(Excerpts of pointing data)
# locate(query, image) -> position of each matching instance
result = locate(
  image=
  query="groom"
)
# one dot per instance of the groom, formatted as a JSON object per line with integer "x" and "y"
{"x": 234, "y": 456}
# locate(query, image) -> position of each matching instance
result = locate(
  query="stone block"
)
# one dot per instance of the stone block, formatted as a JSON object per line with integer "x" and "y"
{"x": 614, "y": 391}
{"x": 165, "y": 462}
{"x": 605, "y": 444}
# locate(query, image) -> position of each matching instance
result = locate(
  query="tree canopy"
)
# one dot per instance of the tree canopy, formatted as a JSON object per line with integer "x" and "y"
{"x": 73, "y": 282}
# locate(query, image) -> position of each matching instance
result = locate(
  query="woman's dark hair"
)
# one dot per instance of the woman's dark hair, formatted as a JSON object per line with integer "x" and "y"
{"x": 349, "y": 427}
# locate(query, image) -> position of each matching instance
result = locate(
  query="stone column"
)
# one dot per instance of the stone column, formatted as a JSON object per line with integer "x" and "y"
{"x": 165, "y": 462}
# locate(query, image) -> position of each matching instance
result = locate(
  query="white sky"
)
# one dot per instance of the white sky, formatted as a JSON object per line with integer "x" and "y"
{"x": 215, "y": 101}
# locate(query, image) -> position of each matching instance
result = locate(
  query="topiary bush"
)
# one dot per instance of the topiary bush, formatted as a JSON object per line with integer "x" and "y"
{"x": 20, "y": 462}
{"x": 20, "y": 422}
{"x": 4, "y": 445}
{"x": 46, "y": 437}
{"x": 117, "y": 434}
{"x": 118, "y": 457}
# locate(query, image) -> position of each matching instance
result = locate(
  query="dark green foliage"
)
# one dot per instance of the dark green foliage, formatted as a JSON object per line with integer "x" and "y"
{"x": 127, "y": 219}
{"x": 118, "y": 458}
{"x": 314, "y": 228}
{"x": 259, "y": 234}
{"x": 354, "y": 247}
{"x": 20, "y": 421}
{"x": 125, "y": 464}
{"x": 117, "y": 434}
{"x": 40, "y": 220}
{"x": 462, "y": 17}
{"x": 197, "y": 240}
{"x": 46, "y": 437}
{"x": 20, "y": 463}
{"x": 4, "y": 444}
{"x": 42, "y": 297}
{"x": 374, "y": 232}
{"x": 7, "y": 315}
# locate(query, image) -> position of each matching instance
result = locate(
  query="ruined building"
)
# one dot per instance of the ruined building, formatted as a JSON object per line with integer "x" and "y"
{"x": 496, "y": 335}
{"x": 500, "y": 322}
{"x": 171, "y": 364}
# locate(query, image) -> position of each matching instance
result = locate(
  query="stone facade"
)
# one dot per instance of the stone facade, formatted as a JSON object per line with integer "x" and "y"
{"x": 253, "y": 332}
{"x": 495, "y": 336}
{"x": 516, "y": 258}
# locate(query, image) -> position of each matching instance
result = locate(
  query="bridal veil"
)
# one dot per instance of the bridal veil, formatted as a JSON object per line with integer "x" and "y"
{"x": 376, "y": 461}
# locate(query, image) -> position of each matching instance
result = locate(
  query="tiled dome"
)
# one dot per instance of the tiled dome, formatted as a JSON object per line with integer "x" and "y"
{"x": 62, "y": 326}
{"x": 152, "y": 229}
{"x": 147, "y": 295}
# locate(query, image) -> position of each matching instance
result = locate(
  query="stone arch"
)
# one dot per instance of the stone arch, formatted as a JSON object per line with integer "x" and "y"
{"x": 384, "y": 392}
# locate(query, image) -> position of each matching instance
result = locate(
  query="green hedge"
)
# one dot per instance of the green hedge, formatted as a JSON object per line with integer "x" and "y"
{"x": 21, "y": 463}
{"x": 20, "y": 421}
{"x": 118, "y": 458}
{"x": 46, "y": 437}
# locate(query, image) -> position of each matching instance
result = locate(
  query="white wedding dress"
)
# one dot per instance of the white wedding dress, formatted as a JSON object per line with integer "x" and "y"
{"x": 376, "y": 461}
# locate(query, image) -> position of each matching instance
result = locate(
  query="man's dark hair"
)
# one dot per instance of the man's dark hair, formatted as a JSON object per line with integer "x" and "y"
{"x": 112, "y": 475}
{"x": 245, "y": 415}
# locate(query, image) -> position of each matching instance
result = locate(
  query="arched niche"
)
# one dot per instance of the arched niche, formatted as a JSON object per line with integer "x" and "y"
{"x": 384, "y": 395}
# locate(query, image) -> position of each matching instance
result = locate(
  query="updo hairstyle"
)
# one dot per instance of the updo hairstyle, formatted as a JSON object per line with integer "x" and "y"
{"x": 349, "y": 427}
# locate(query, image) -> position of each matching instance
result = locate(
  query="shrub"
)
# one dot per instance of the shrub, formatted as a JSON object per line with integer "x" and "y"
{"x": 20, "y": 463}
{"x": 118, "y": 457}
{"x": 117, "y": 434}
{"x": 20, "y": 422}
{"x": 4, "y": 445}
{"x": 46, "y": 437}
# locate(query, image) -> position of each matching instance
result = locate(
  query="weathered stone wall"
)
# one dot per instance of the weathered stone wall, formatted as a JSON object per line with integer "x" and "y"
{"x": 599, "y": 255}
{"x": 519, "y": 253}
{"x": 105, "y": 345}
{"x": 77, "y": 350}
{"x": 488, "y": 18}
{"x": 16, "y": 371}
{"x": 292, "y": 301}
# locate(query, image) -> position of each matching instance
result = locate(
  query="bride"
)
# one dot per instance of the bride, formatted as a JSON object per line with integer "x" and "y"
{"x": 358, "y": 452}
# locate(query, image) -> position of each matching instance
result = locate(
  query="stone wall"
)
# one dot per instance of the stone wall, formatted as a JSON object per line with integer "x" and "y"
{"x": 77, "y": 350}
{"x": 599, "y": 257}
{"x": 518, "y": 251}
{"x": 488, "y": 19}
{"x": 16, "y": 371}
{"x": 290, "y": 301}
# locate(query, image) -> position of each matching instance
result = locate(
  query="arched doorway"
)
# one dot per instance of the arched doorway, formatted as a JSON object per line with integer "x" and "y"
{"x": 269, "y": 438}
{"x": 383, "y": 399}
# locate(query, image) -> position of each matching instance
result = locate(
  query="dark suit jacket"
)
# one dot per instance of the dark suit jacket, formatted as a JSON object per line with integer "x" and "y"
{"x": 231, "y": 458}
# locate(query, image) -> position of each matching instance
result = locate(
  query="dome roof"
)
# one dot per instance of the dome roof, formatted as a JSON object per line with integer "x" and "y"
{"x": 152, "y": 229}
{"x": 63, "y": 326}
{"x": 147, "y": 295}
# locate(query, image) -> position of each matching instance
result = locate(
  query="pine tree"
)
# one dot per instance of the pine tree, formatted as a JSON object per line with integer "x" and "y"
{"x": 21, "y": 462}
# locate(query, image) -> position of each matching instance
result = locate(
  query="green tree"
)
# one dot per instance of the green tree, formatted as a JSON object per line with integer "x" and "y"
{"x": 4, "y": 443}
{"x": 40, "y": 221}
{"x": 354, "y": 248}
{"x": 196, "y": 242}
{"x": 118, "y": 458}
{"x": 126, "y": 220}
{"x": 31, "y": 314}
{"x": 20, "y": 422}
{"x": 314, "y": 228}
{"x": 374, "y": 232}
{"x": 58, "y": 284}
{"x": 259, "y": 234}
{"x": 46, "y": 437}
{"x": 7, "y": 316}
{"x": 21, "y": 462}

**Written request:** Copy all the records above precisely.

**Exercise response:**
# locate(query, image) -> position of each matching instance
result = locate(
  image=
  query="groom"
)
# one dot per instance of the groom, formatted as a JSON object per line with integer "x" and "y"
{"x": 234, "y": 456}
# locate(query, image) -> position of each matching instance
result = locate(
  query="stone block"
)
# one dot per instance of the stone block, formatted as a JSON object per line with integer "x" and "y"
{"x": 614, "y": 391}
{"x": 165, "y": 462}
{"x": 605, "y": 444}
# locate(query, image) -> position of each matching instance
result = locate(
  query="tree canopy"
)
# one dot per instance of the tree canopy, formatted as a JSON object per line with integer "x" and "y"
{"x": 73, "y": 282}
# locate(query, image) -> position of each matching instance
result = locate(
  query="woman's dark hair"
)
# one dot per instance of the woman's dark hair, formatted as a JSON object per line with integer "x" and "y"
{"x": 349, "y": 427}
# locate(query, image) -> position of each matching instance
result = locate(
  query="stone column"
)
# one dot per instance of the stone column, formatted as a JSON object per line with integer "x" and "y"
{"x": 165, "y": 462}
# locate(query, image) -> position of each matching instance
result = locate(
  query="white sky"
)
# one dot per instance of the white sky, formatted as a JSON object per line with integer "x" and "y"
{"x": 215, "y": 101}
# locate(query, image) -> position of each matching instance
result = locate(
  query="topiary bush"
)
# one dot per instance of the topiary bush, formatted as a JSON object per line with integer "x" and "y"
{"x": 20, "y": 462}
{"x": 20, "y": 422}
{"x": 4, "y": 445}
{"x": 46, "y": 437}
{"x": 117, "y": 434}
{"x": 118, "y": 457}
# locate(query, image) -> position of each matching instance
result = locate(
  query="dark green foliage"
)
# one dot per instance of the dark green foliage, formatted as a JSON object per line with integer "x" and "y"
{"x": 127, "y": 219}
{"x": 118, "y": 458}
{"x": 314, "y": 228}
{"x": 259, "y": 234}
{"x": 354, "y": 247}
{"x": 20, "y": 421}
{"x": 125, "y": 464}
{"x": 117, "y": 434}
{"x": 40, "y": 220}
{"x": 462, "y": 17}
{"x": 197, "y": 240}
{"x": 46, "y": 437}
{"x": 20, "y": 463}
{"x": 4, "y": 444}
{"x": 42, "y": 297}
{"x": 374, "y": 232}
{"x": 7, "y": 315}
# locate(query, image) -> position of each matching instance
result = locate(
  query="ruined building"
)
# one dot per instance of the ruined building, formatted as a JSON object per line with integer "x" and "y"
{"x": 496, "y": 335}
{"x": 500, "y": 322}
{"x": 171, "y": 364}
# locate(query, image) -> position of each matching instance
result = locate(
  query="stone facade"
)
# one dot per instance of the stone facade, formatted as a JSON object per line with integer "x" and "y"
{"x": 253, "y": 332}
{"x": 495, "y": 336}
{"x": 516, "y": 258}
# locate(query, image) -> position of each matching instance
result = locate(
  query="bridal veil"
)
# one dot per instance of the bridal veil, formatted as a JSON object per line with integer "x" and "y"
{"x": 376, "y": 461}
# locate(query, image) -> position of each matching instance
result = locate(
  query="tiled dome"
)
# one dot per instance of the tiled dome, formatted as a JSON object per line with integer "x" and "y"
{"x": 62, "y": 326}
{"x": 152, "y": 229}
{"x": 147, "y": 295}
# locate(query, image) -> position of each matching instance
result = locate(
  query="stone arch"
)
# one dot per instance of the stone arch, formatted as a JSON object per line with integer "x" and "y"
{"x": 384, "y": 392}
# locate(query, image) -> position of each matching instance
result = locate(
  query="green hedge"
)
# one dot per instance of the green hedge, formatted as a JSON object per line with integer "x" and "y"
{"x": 21, "y": 463}
{"x": 20, "y": 421}
{"x": 118, "y": 458}
{"x": 46, "y": 437}
# locate(query, image) -> position of each matching instance
result = locate(
  query="white wedding dress"
)
# one dot per instance of the white wedding dress, formatted as a JSON object per line with integer "x" and "y"
{"x": 376, "y": 461}
# locate(query, image) -> position of each matching instance
result = locate(
  query="man's dark hair"
)
# one dot per instance of the man's dark hair, formatted as a JSON object per line with integer "x" and "y"
{"x": 112, "y": 475}
{"x": 245, "y": 415}
# locate(query, image) -> position of each matching instance
result = locate(
  query="arched niche"
)
# one dot per instance of the arched niche, formatted as a JSON object per line with integer "x" and "y"
{"x": 384, "y": 395}
# locate(query, image) -> position of each matching instance
result = locate(
  query="updo hairstyle"
)
# one dot per instance of the updo hairstyle, formatted as a JSON object per line with integer "x" and "y"
{"x": 349, "y": 427}
# locate(query, image) -> position of each matching instance
result = locate(
  query="shrub"
)
# one dot per instance of the shrub, formatted as a JSON object per line with integer "x" and "y"
{"x": 20, "y": 463}
{"x": 118, "y": 457}
{"x": 117, "y": 434}
{"x": 20, "y": 422}
{"x": 4, "y": 445}
{"x": 46, "y": 437}
# locate(query, image) -> position of each matching instance
result = locate(
  query="weathered stone wall"
)
# one dot per instance of the weathered stone wall, formatted as a JSON object per line with integer "x" and "y"
{"x": 599, "y": 255}
{"x": 519, "y": 253}
{"x": 105, "y": 345}
{"x": 77, "y": 350}
{"x": 488, "y": 18}
{"x": 16, "y": 371}
{"x": 292, "y": 301}
# locate(query, image) -> position of each matching instance
result = locate(
  query="bride"
)
# one dot per instance of the bride, formatted as a JSON object per line with integer "x" and "y"
{"x": 358, "y": 452}
# locate(query, image) -> position of each matching instance
result = locate(
  query="stone wall"
)
# one dot per instance of the stone wall, formatted as a JSON object per line with integer "x" and "y"
{"x": 77, "y": 350}
{"x": 599, "y": 257}
{"x": 518, "y": 251}
{"x": 488, "y": 19}
{"x": 16, "y": 371}
{"x": 290, "y": 301}
# locate(query, image) -> position of each matching instance
result = locate(
  query="arched doorway"
)
# one dot per instance of the arched doorway, formatted as a JSON object per line with integer "x" and "y"
{"x": 269, "y": 438}
{"x": 383, "y": 399}
# locate(query, image) -> position of each matching instance
result = locate(
  query="dark suit jacket"
)
# one dot per instance of the dark suit jacket, formatted as a JSON object per line with integer "x" and "y"
{"x": 231, "y": 458}
# locate(query, image) -> position of each matching instance
result = locate(
  query="dome roof"
)
# one dot per instance of the dome roof, formatted as a JSON object per line with integer "x" and "y"
{"x": 152, "y": 229}
{"x": 63, "y": 326}
{"x": 147, "y": 295}
# locate(query, image) -> position of each matching instance
result = locate(
  query="pine tree"
)
# one dot per instance of the pine tree, formatted as a JSON object per line with integer "x" and "y"
{"x": 21, "y": 462}
# locate(query, image) -> position of each matching instance
result = locate(
  query="green tree"
)
# one dot per instance of the green tree, formatted as a JSON object per line with integer "x" and "y"
{"x": 4, "y": 443}
{"x": 40, "y": 221}
{"x": 354, "y": 248}
{"x": 196, "y": 242}
{"x": 118, "y": 458}
{"x": 126, "y": 220}
{"x": 31, "y": 314}
{"x": 20, "y": 422}
{"x": 314, "y": 228}
{"x": 374, "y": 232}
{"x": 58, "y": 284}
{"x": 259, "y": 234}
{"x": 46, "y": 437}
{"x": 7, "y": 316}
{"x": 21, "y": 462}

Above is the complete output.